These days, pareidolia is used to spot a mouse on Mars, but it has a practical application: helping humans recognize things that are important. The phenomenon is a survival mechanism, ensuring that no matter what we’re looking at, we’re able to pick out a predator from the chaos and turn tail before it eats us.

“We’ve evolved brains that think in these quick, dirty ways that are usually right, but at times can lead us to systematically be biased,” scientist Christopher French told the BBC in 2013. “A classic example is the Stone Age guy standing there, scratching his beard, wondering whether that rustling in the bushes really is a saber-toothed tiger. You’re much more likely to survive if you assume it’s a saber-toothed tiger and get the hell out of there — otherwise you may end up as lunch.”

Meanwhile, the Curiosity Rover is undertaking some serious business on Mars — not mouse-hunting. The images in question were captured as the lander explored the Gale Crater and snapped black-and-white photos of a parched landscape and specks of dry clay that could be four billion years old. This clay suggests Mars used to be warmer and wetter than it is today.

Next, the lander will examine a deposit of basalt dunes, which may be volcanic and not native to the crater; examination could reveal some data about the planet’s volcanic past. More interesting, perhaps, than the prospect of a space mouse, this data suggests that the dust particles were blown in by an unknown force.

# # # # #

Copy word for word the part of the passage about pareidolia and the Mars rover starting at "Next, the lander" and ending at "an unknown force.". Rely only on the passage about pareidolia and the Mars rover.

# # # # #

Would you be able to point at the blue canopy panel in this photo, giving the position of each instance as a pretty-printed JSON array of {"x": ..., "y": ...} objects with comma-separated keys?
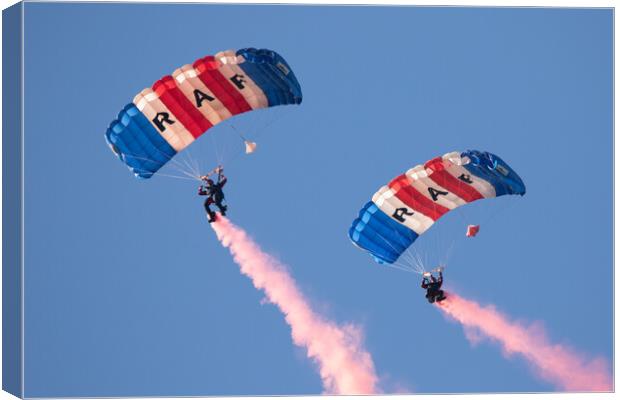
[
  {"x": 377, "y": 233},
  {"x": 272, "y": 74},
  {"x": 494, "y": 170},
  {"x": 137, "y": 143}
]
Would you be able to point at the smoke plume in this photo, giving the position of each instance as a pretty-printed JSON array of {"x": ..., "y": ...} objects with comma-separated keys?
[
  {"x": 554, "y": 363},
  {"x": 345, "y": 367}
]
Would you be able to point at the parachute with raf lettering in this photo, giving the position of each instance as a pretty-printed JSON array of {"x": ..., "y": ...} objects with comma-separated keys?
[
  {"x": 410, "y": 204},
  {"x": 166, "y": 118}
]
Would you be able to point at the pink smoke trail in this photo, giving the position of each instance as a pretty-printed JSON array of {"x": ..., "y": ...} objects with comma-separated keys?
[
  {"x": 345, "y": 367},
  {"x": 552, "y": 362}
]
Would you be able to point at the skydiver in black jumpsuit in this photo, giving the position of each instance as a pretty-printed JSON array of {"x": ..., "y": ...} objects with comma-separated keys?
[
  {"x": 215, "y": 193},
  {"x": 433, "y": 288}
]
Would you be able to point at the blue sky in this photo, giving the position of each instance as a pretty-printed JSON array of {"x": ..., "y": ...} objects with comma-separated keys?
[{"x": 128, "y": 291}]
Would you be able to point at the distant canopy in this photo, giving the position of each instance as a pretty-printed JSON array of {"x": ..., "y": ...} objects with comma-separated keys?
[
  {"x": 178, "y": 108},
  {"x": 407, "y": 206}
]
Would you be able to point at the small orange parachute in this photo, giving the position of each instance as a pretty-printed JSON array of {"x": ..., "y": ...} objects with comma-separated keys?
[{"x": 472, "y": 230}]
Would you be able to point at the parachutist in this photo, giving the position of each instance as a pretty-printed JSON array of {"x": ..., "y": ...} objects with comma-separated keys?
[
  {"x": 433, "y": 287},
  {"x": 215, "y": 193}
]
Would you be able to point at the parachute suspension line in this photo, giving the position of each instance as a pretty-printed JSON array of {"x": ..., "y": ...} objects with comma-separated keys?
[{"x": 180, "y": 167}]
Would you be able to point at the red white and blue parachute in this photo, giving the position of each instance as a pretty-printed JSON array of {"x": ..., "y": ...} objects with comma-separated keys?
[
  {"x": 411, "y": 203},
  {"x": 166, "y": 118}
]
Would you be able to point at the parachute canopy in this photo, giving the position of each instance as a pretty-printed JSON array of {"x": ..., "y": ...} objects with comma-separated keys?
[
  {"x": 178, "y": 108},
  {"x": 407, "y": 206}
]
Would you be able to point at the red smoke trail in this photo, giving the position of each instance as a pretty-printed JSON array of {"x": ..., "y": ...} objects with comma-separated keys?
[
  {"x": 552, "y": 362},
  {"x": 345, "y": 367}
]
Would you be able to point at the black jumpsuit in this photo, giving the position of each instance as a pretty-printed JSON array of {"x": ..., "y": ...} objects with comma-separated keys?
[{"x": 216, "y": 195}]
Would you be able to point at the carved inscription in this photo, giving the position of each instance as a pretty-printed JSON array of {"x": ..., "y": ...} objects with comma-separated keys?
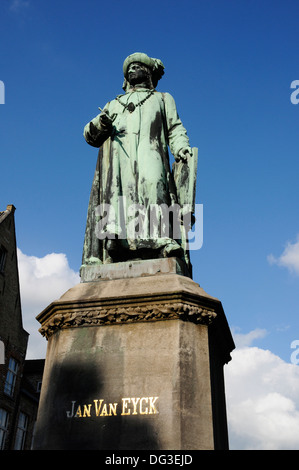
[{"x": 127, "y": 407}]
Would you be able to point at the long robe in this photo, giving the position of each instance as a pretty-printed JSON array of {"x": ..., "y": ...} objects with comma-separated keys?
[{"x": 133, "y": 164}]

# # # # #

__RESULT FOR THIS TASK__.
Next, the lander will examine a deposit of basalt dunes, which may be volcanic and not native to the crater; examination could reveal some data about the planet’s volcanic past. More interesting, perhaps, than the prospect of a space mouse, this data suggests that the dust particles were blown in by an unknown force.